━━ MATERIAL FOR THIS TASK
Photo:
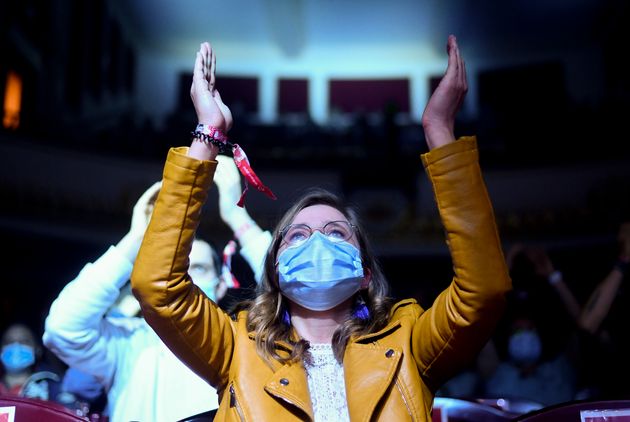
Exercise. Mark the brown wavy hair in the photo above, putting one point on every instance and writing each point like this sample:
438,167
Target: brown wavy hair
267,311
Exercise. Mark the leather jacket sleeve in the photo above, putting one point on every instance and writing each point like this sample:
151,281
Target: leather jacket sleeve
189,323
464,315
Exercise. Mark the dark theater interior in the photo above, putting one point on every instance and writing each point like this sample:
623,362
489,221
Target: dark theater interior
331,94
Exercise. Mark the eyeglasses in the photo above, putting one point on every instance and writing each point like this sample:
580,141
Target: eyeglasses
336,231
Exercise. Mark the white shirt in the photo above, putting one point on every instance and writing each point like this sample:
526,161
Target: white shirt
326,384
143,379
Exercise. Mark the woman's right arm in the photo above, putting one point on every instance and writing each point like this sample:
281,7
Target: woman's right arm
189,323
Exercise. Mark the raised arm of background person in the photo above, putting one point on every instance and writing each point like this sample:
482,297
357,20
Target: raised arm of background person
599,303
462,318
253,241
75,329
545,269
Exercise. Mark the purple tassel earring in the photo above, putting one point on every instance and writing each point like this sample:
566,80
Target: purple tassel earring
361,310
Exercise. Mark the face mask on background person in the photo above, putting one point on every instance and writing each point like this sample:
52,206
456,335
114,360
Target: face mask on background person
319,273
17,357
525,347
202,270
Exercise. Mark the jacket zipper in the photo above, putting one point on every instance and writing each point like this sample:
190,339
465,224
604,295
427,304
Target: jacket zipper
404,399
234,403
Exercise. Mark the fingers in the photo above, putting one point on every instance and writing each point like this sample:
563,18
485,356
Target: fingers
199,80
213,69
451,48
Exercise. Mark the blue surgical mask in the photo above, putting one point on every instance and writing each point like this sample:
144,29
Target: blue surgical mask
525,347
16,357
319,274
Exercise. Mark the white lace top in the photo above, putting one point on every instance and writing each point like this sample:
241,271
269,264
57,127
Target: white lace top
326,384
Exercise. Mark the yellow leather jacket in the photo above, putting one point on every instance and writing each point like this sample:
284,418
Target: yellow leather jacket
390,375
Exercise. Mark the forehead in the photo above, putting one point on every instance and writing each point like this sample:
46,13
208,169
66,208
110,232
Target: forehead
318,215
18,334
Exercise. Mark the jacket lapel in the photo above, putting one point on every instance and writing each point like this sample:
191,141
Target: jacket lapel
369,370
289,384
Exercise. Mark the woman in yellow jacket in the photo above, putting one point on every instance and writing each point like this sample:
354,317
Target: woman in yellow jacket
322,341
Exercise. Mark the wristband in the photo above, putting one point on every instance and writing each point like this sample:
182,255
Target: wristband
212,132
209,134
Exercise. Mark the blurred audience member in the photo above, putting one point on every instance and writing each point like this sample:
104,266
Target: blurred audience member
536,340
605,341
143,379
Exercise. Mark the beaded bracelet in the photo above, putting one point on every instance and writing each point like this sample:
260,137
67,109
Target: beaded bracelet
210,134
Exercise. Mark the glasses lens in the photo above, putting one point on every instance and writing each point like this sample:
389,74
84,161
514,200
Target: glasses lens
295,234
338,231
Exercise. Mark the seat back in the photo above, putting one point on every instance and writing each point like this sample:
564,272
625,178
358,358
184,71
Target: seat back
579,411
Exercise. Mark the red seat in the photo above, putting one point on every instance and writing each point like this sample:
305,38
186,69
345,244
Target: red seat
571,411
35,410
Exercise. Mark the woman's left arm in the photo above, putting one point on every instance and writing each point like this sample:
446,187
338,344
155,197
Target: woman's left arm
462,318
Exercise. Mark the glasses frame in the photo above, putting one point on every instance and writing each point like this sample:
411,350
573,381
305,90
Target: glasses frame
321,229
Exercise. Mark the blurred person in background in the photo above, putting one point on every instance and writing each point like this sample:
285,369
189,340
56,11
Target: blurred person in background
605,343
143,379
322,340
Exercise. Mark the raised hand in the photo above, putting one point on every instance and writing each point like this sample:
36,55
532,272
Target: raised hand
438,118
207,101
624,241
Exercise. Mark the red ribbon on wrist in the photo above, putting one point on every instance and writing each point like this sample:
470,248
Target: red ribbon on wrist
210,134
250,176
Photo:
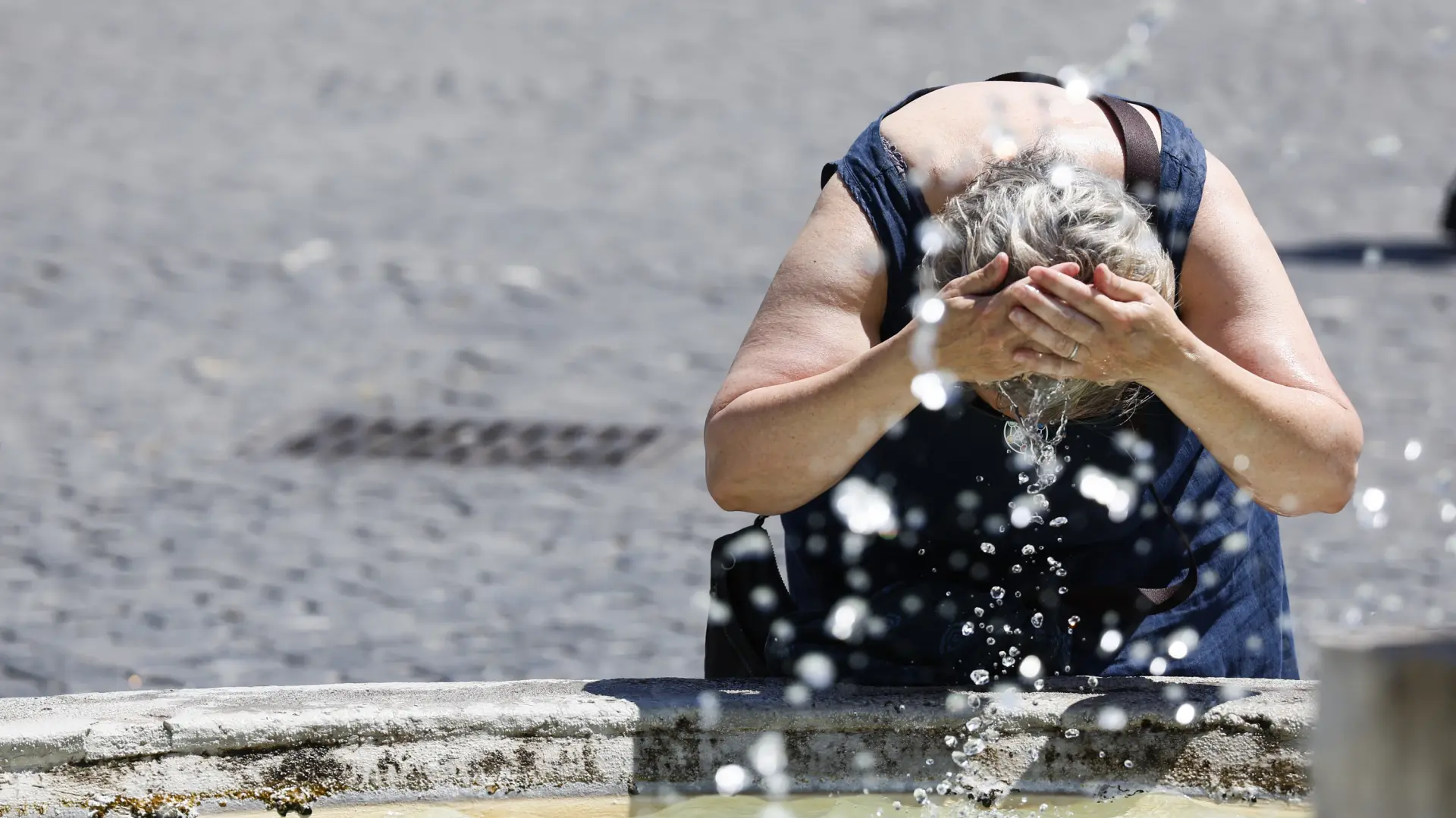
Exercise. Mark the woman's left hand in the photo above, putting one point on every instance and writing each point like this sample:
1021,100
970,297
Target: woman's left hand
1111,329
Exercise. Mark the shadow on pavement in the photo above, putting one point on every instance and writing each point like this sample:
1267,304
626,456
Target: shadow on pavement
1373,252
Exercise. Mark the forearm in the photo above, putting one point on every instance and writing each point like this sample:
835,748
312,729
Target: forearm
777,447
1292,449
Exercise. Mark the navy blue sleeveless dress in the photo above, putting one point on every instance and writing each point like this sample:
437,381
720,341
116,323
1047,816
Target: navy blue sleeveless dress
954,482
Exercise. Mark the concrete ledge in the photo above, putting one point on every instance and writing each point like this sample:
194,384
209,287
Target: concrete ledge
158,753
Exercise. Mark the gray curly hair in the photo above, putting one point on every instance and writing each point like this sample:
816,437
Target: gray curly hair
1041,210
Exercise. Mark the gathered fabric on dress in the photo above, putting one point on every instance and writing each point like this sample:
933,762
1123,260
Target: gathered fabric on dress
954,484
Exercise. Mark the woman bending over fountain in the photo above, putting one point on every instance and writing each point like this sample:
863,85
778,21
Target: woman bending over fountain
987,371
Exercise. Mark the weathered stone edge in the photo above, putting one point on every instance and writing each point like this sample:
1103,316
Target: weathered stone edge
617,735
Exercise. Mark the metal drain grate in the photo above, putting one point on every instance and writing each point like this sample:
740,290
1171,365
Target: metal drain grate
472,443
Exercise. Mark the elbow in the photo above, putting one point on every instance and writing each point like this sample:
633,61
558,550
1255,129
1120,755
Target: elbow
728,481
737,482
1331,490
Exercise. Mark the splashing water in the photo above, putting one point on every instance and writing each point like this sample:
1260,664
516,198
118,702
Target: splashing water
1038,405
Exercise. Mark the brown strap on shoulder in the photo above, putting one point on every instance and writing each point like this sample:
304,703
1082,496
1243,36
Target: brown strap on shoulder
1142,166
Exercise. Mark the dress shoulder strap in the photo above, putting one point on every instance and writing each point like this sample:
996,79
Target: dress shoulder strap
1141,159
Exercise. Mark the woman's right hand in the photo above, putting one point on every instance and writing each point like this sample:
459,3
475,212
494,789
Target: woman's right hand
974,338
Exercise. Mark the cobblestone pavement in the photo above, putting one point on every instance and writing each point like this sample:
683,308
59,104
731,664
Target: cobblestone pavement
566,210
━━━━
ACTIVITY ▸
Your answer must be the records above, copied exactly, with no pictures.

OUTPUT BELOW ▸
Photo:
Exercise. Mark the brown wavy hair in the photo above, putting one point on every instance and writing each point like this sample:
438,167
Target: brown wavy hair
267,311
Exercise. Mark the leather jacket sleeve in the photo above, putting one point on every instance and writing each point like this sample:
151,281
Target: leather jacket sleeve
189,323
464,315
Exercise. Mark the dark theater interior in the photo above, putting one point on every instance and writing each point like this sample:
623,362
489,221
Target: dark theater interior
331,94
Exercise. Mark the eyeglasses in the photo above, putting one point on every instance and writing each point like this sample:
580,141
Target: eyeglasses
336,231
Exercise. Mark the white shirt in the photo above, putting one point on every instance and writing each point like this sample:
526,161
Target: white shirt
326,384
143,379
Exercise. Mark the woman's right arm in the photo above, putting one point on every instance and writing each point like this sample:
281,7
Target: woman's right arm
189,323
Exercise. Mark the raised arm of background person in the photo above, putting one point on every instance and writing each point like this sample:
482,297
357,20
Target: raised arm of background person
599,303
462,318
253,241
75,329
545,269
Exercise. Mark the purple tassel earring in the photo above, putting one point on every instance and writing each point like this sample:
566,80
Target: purple tassel earring
361,310
Exercise. Mark the face mask on background person in the photo above, putting one point on every instance and writing each point like this sample:
52,206
456,335
114,360
Target: face mask on background person
319,273
17,357
525,347
202,270
Exercise. Mark the jacket zipper in the photo above, putting one point on every instance and writing each point like this sample:
190,339
465,224
604,295
427,304
Target: jacket zipper
404,399
234,403
Exercise. Mark the fingers in the photo above, putting one point on every instance and writing each point like this sample:
563,18
485,356
Target: fingers
199,80
213,69
451,48
Exercise. Mark the blue surgical mask in the photo above, putting one point on every instance and writing each point like this sample:
144,29
Target: blue surgical mask
525,347
16,357
319,274
Exercise. Mark the white lace top in the photo above, putting one point on every instance and writing each point like this sample:
241,271
269,264
57,127
Target: white lace top
326,384
Exercise. Mark the yellow leather jacket in the photo above, putting one point on every instance and writing each point like this sample:
284,418
Target: yellow leather jacket
390,375
Exercise. Mark the forehead in the photo above, putting one point on every instance and writing each point like this sample:
46,13
208,169
66,208
110,232
Target: forehead
318,215
18,334
Exercise. Mark the jacket lapel in the photo above, putting one point on every instance and writing each point like this sample:
191,141
Target: jacket lapel
369,370
289,384
Exercise. Mark the woman in yellow jacket in the photo above, putting one point on every instance and writing each point like this sample:
354,317
Target: woman in yellow jacket
322,341
Exercise. Mark the wristband in the photo above, putting one point on every instance and writing each point like this sample:
182,255
Target: wristband
212,132
209,134
Exercise. Mark the blurred audience member in the photo above, putting one point on every instance and writing each point like this sample:
104,266
Target: blurred audience member
536,340
605,341
143,379
Exercise. Mark the beaded bracelet in the photo above, putting one point on every instance and writing each point like this sample:
260,137
67,109
Target: beaded bracelet
210,134
Exercise. Mark the glasses lens in the photo above, putting one point on every instance and writing each point like this sample:
389,74
84,161
514,200
Target: glasses lens
295,234
338,231
Exercise. Mark the seat back in the photo above, putting one point on every instance and writing each point like this sample:
564,272
625,178
358,358
184,71
Target: seat back
579,411
Exercise. Mark the red seat in the photo above, putting one point on every instance and writing each point like this sample:
305,38
186,69
345,244
Target: red seat
571,411
35,410
Exercise. Mark the woman's left arm in the photo above, putting one point on every instance and writing each point like this sample:
446,187
338,344
155,197
Target: woman's left arm
462,318
Exercise. Mark the glasses frame in the photo above, putting one point on every instance and writing each point like this sample:
411,350
573,381
305,90
Target: glasses frame
321,229
Exercise. Mark the blurred person in background in the photo above, putting one point on every instance and writing each point like this sample:
285,369
189,340
56,11
Target: blurred person in background
605,343
143,379
322,340
Exercise. Mark the raised hand in the photo above, putting one point on every instance and writing each point like this sample:
36,55
532,272
Target: raised hand
438,118
207,101
624,241
Exercise. Mark the red ribbon on wrist in the photo above, putting one point on every instance and writing each point like this sample:
470,248
Target: red ribbon on wrist
210,134
250,176
Photo:
Exercise. Mark the woman's left hand in the photo above, putting one point on every instance and writing each point like this sample:
1021,100
970,297
Target: woman's left hand
1111,329
Exercise. Mark the shadow on pavement in the photo above, putting one point on every instance and writing each point like this sample:
1267,304
626,456
Target: shadow on pavement
1373,252
Exercise. Mark the forearm in the photo above, putting one point on every instance and writing each point like this sample:
835,748
312,729
Target: forearm
777,447
1292,449
Exercise. Mark the navy blue sleeveless dress in the photo above, putting one point on every instance and writing each point like this sample:
437,381
720,341
116,323
1047,816
Target: navy blue sleeveless dress
954,482
Exercise. Mark the concrete ledge in the photo above, putting one point on every instance and writing each point like this sample:
194,384
209,287
Target: concrete ledge
158,753
Exercise. Mark the gray curly hair in the photo above, putting one point on every instance and writing each point like this sample:
816,437
Target: gray curly hair
1041,210
Exercise. Mark the gathered fabric on dress in the photo above, putting one point on every instance and writing each point like this sample:
933,762
1123,260
Target: gathered fabric on dress
954,484
Exercise. Mark the woman bending over fountain in the photo above, putting one point on every instance and writing each point like this sample:
863,85
778,21
Target: woman bending over fountain
987,371
Exercise. Mark the weathered stone edge in the photo above, putting one point on every instance and writing each point like this sample:
1103,316
Target: weathered stone edge
617,735
Exercise. Mark the metal drain grate in the photo above, putting one point on every instance and writing each point like this sample:
740,290
1171,365
Target: metal drain grate
472,443
Exercise. Mark the elbow in the photo above, putting one point on every instance and writing each point like this sample:
633,61
558,550
1255,129
1120,755
Target: elbow
728,481
737,482
1331,490
Exercise. Mark the splashing water in the photo above, putting one point on every instance and writing each point like this sample:
1260,664
516,198
118,702
Target: splashing water
1038,405
Exercise. Mark the brown strap on shoulder in the photo above, putting one point on every instance and writing each point like this sample:
304,703
1082,496
1243,36
Target: brown strap on shoulder
1142,166
Exercise. Mark the dress shoulder strap in the photo above, putting one point on every instance and writing each point like this sample:
996,79
Target: dress shoulder strap
1141,159
Exercise. Mark the woman's right hand in the photo above, putting one point on every instance and writing each point like this sample:
459,3
475,212
494,789
Target: woman's right hand
974,338
Exercise. Mark the cobblestone pavement in the photo above, putting one point on every instance and writing each point like this sample:
683,308
59,104
731,664
Target: cobblestone pavement
566,210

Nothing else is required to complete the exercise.